» **What this task involves**
Pick out every line of the items that contains the word "masks".
§ §
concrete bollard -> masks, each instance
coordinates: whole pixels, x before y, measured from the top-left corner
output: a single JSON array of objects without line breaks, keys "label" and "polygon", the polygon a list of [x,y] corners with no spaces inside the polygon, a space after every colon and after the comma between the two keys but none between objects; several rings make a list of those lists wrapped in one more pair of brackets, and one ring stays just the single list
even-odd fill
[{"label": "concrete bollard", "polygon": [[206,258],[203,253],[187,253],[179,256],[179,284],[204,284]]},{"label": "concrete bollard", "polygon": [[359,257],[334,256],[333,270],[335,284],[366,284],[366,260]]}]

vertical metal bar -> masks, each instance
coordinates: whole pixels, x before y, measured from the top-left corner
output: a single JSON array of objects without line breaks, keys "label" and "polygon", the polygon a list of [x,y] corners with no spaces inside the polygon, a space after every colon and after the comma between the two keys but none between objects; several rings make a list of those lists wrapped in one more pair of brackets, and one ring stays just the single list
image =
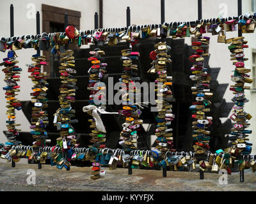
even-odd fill
[{"label": "vertical metal bar", "polygon": [[243,169],[240,171],[240,182],[244,182],[244,170]]},{"label": "vertical metal bar", "polygon": [[126,27],[131,26],[131,10],[130,6],[127,6],[126,9]]},{"label": "vertical metal bar", "polygon": [[14,26],[13,26],[13,5],[11,4],[10,7],[10,37],[14,36]]},{"label": "vertical metal bar", "polygon": [[131,161],[128,164],[128,174],[132,175],[132,161]]},{"label": "vertical metal bar", "polygon": [[[66,27],[68,27],[68,15],[67,13],[65,13],[65,17],[64,17],[64,31],[66,30]],[[68,50],[68,44],[67,44],[65,45],[65,49]]]},{"label": "vertical metal bar", "polygon": [[200,172],[200,179],[204,179],[204,171],[200,170],[199,172]]},{"label": "vertical metal bar", "polygon": [[167,177],[166,166],[163,166],[163,177]]},{"label": "vertical metal bar", "polygon": [[[238,17],[242,15],[242,0],[237,0],[237,14]],[[242,29],[238,29],[238,36],[242,36]]]},{"label": "vertical metal bar", "polygon": [[164,0],[161,0],[161,24],[163,24],[165,20],[164,20]]},{"label": "vertical metal bar", "polygon": [[[39,52],[40,52],[40,50],[39,50]],[[40,170],[40,169],[42,169],[42,164],[41,164],[41,162],[40,161],[38,161],[38,170]]]},{"label": "vertical metal bar", "polygon": [[99,4],[99,26],[100,28],[103,28],[103,1],[100,0]]},{"label": "vertical metal bar", "polygon": [[12,158],[12,167],[14,168],[15,167],[15,163],[13,161],[13,160]]},{"label": "vertical metal bar", "polygon": [[[40,13],[36,11],[36,34],[40,34]],[[40,54],[39,48],[37,48],[37,54]],[[38,162],[38,168],[42,168],[41,163]]]},{"label": "vertical metal bar", "polygon": [[202,19],[202,0],[197,0],[197,13],[198,17],[198,20]]},{"label": "vertical metal bar", "polygon": [[179,118],[180,117],[180,104],[179,101],[177,101],[177,108],[176,108],[176,136],[175,136],[175,145],[174,145],[175,149],[177,149],[179,147]]},{"label": "vertical metal bar", "polygon": [[99,20],[98,20],[98,13],[95,12],[94,14],[94,29],[97,29],[99,28]]},{"label": "vertical metal bar", "polygon": [[[13,27],[13,5],[11,4],[10,7],[10,37],[14,35],[14,27]],[[15,163],[12,158],[12,167],[15,167]]]},{"label": "vertical metal bar", "polygon": [[65,20],[64,20],[64,30],[66,29],[66,27],[68,26],[68,15],[67,13],[65,13]]}]

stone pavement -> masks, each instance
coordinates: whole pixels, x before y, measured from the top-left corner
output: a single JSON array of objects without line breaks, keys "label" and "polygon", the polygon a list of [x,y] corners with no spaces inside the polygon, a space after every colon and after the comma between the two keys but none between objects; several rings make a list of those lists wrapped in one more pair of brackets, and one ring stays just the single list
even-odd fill
[{"label": "stone pavement", "polygon": [[[36,172],[36,184],[28,185],[26,174],[28,169]],[[71,166],[70,171],[61,170],[56,166],[28,164],[24,162],[16,163],[0,163],[0,190],[5,191],[255,191],[256,174],[251,170],[244,170],[244,182],[239,182],[239,173],[228,175],[228,184],[220,185],[220,175],[204,173],[204,180],[199,179],[198,172],[168,171],[167,177],[163,178],[162,171],[132,170],[128,175],[128,169],[117,168],[109,170],[95,180],[90,178],[92,171],[89,167]]]}]

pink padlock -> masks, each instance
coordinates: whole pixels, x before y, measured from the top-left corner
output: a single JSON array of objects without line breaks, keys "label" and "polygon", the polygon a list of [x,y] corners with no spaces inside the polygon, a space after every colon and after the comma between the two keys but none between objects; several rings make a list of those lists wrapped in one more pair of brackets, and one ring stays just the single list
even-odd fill
[{"label": "pink padlock", "polygon": [[73,96],[66,96],[66,99],[69,99],[69,100],[74,100],[75,98]]},{"label": "pink padlock", "polygon": [[235,124],[234,125],[234,127],[235,127],[236,129],[241,129],[243,128],[243,127],[244,126],[241,124]]},{"label": "pink padlock", "polygon": [[40,62],[40,64],[47,65],[47,63],[46,62]]},{"label": "pink padlock", "polygon": [[228,21],[226,21],[225,23],[225,24],[227,24],[227,25],[233,24],[235,23],[235,20],[229,20]]},{"label": "pink padlock", "polygon": [[140,56],[140,53],[138,52],[131,52],[131,55]]},{"label": "pink padlock", "polygon": [[101,38],[101,35],[102,34],[102,31],[100,31],[99,33],[99,35],[98,35],[98,39],[100,39]]},{"label": "pink padlock", "polygon": [[244,66],[244,63],[243,62],[237,62],[236,63],[236,66],[237,68],[242,68]]}]

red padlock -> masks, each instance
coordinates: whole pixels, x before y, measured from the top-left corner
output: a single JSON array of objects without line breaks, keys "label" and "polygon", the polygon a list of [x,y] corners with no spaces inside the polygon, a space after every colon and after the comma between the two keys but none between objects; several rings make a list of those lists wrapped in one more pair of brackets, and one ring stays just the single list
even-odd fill
[{"label": "red padlock", "polygon": [[74,26],[67,26],[65,31],[67,36],[69,38],[75,38],[76,28]]},{"label": "red padlock", "polygon": [[156,60],[157,55],[157,54],[155,51],[152,51],[149,54],[149,57],[152,60]]}]

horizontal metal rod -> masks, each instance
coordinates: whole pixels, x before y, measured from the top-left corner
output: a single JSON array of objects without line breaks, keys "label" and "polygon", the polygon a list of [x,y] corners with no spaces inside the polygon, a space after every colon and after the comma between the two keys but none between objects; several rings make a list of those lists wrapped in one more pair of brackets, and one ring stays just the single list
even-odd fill
[{"label": "horizontal metal rod", "polygon": [[[13,147],[14,147],[14,148],[13,148]],[[13,145],[12,149],[16,149],[18,150],[25,150],[25,149],[27,149],[27,150],[33,149],[33,151],[35,151],[35,152],[36,152],[36,151],[45,151],[45,152],[47,152],[47,151],[50,151],[50,150],[51,151],[51,149],[52,149],[52,147],[47,147],[45,148],[44,148],[44,147],[43,148],[40,148],[40,147],[33,147],[32,146],[24,146],[24,145],[22,145],[22,146],[14,146]],[[58,148],[57,150],[54,150],[54,151],[56,151],[56,152],[59,152],[60,151],[60,152],[62,152],[62,150],[60,149],[60,147],[57,147],[57,148]],[[118,150],[118,149],[109,149],[109,148],[102,148],[102,149],[104,149],[106,150],[111,150],[113,152],[115,152],[116,150]],[[76,151],[76,150],[81,150],[82,152],[85,152],[88,149],[90,149],[90,148],[89,148],[89,147],[87,147],[87,148],[86,147],[79,147],[79,148],[75,148],[74,149],[74,150]],[[122,150],[122,149],[120,149],[120,150]],[[141,151],[143,151],[145,153],[146,153],[146,151],[148,151],[148,150],[132,150],[133,151],[132,152],[136,154],[137,152],[140,152]],[[151,150],[149,150],[149,151],[150,151],[150,152],[151,152]],[[171,154],[170,156],[168,156],[168,154],[169,153],[170,153],[170,154]],[[209,153],[211,154],[211,152],[209,152]],[[212,154],[214,154],[216,156],[218,155],[216,153],[212,153]],[[218,155],[220,156],[221,157],[223,157],[224,156],[224,154],[225,154],[225,152],[220,153]],[[182,151],[182,152],[173,152],[168,151],[168,152],[166,152],[165,156],[167,157],[170,157],[172,156],[174,156],[174,155],[184,155],[184,156],[186,156],[187,154],[188,154],[188,155],[191,155],[192,154],[193,156],[196,157],[196,154],[195,154],[192,152],[184,152],[184,151]],[[205,158],[207,157],[207,156],[208,156],[208,152],[205,153],[205,155],[200,155],[200,156],[201,156],[202,157],[205,157]],[[250,157],[250,159],[252,159],[252,158],[254,159],[254,157],[255,157],[255,156],[256,156],[256,155],[254,155],[254,154],[246,154],[246,155],[244,155],[244,157],[243,157],[243,156],[241,156],[241,159],[244,159],[246,160],[246,159],[249,159],[249,157]]]},{"label": "horizontal metal rod", "polygon": [[[238,20],[240,19],[244,18],[244,20],[252,18],[256,20],[256,13],[255,13],[254,15],[250,15],[249,18],[246,17],[246,16],[244,15],[241,15],[240,17],[228,17],[225,18],[220,19],[218,18],[210,18],[210,19],[201,19],[201,20],[194,20],[194,21],[190,21],[190,22],[164,22],[163,24],[163,25],[164,25],[168,27],[173,27],[176,28],[180,24],[184,23],[187,26],[195,26],[197,24],[200,23],[203,23],[204,24],[205,24],[207,22],[210,22],[212,24],[223,24],[226,21],[228,21],[231,19],[234,19],[236,20]],[[127,31],[127,29],[129,29],[129,31],[136,31],[138,30],[140,30],[143,27],[150,27],[151,29],[154,28],[158,28],[161,27],[162,26],[162,24],[144,24],[144,25],[134,25],[134,26],[130,26],[129,27],[107,27],[107,28],[104,28],[104,29],[92,29],[92,30],[80,30],[79,31],[79,33],[81,33],[81,34],[85,34],[86,33],[87,34],[92,34],[96,31],[102,31],[103,32],[104,31],[108,31],[108,32],[119,32],[119,31]],[[50,36],[51,35],[52,35],[54,33],[44,33],[44,34],[47,35],[48,36]],[[64,33],[65,34],[65,33]],[[24,34],[24,36],[13,36],[15,37],[16,38],[24,38],[25,36],[27,34]],[[28,36],[28,35],[27,35]],[[28,35],[29,36],[29,35]],[[30,36],[32,38],[37,38],[38,39],[41,35],[36,35],[36,36],[34,35],[30,35]],[[11,41],[10,39],[10,38],[5,38],[7,40],[7,41]]]}]

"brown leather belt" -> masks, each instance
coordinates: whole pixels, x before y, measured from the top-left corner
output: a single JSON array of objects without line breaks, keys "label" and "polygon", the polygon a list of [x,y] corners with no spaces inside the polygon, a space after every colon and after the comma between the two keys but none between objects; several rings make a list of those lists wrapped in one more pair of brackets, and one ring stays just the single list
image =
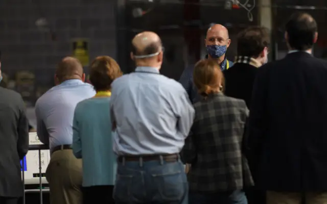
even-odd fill
[{"label": "brown leather belt", "polygon": [[51,149],[51,154],[58,150],[72,149],[72,145],[70,144],[63,144],[62,145],[56,146]]},{"label": "brown leather belt", "polygon": [[162,157],[162,160],[167,162],[175,162],[178,161],[179,157],[177,154],[172,155],[137,155],[119,156],[117,160],[119,162],[123,162],[124,158],[125,162],[149,162],[150,161],[160,161]]}]

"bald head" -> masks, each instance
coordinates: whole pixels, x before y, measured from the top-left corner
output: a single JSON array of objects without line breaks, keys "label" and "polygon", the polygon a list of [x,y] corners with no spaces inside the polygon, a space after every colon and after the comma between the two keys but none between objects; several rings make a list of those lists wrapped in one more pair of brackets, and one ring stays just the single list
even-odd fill
[{"label": "bald head", "polygon": [[132,40],[132,53],[135,58],[148,58],[154,56],[145,57],[158,54],[162,48],[161,41],[156,33],[145,31],[136,35]]},{"label": "bald head", "polygon": [[84,81],[84,76],[82,64],[77,59],[71,57],[63,58],[56,70],[56,78],[59,83],[71,79]]},{"label": "bald head", "polygon": [[220,63],[225,59],[225,54],[230,44],[228,31],[220,24],[215,24],[208,29],[204,40],[209,57],[218,59]]},{"label": "bald head", "polygon": [[292,15],[286,23],[285,29],[285,38],[292,49],[310,49],[317,42],[317,23],[308,13],[299,12]]},{"label": "bald head", "polygon": [[215,33],[220,33],[222,37],[225,37],[226,39],[229,38],[228,35],[228,30],[227,30],[226,27],[220,24],[215,24],[212,26],[206,32],[207,36],[208,35],[211,35]]}]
§ §
» **Answer for the task**
concrete bollard -> masks, each instance
vertical metal bar -> masks, each instance
stone pavement -> masks, each instance
pink padlock -> masks, each instance
red padlock -> masks, each instance
horizontal metal rod -> masks, each instance
"brown leather belt" -> masks, each instance
"bald head" -> masks, each instance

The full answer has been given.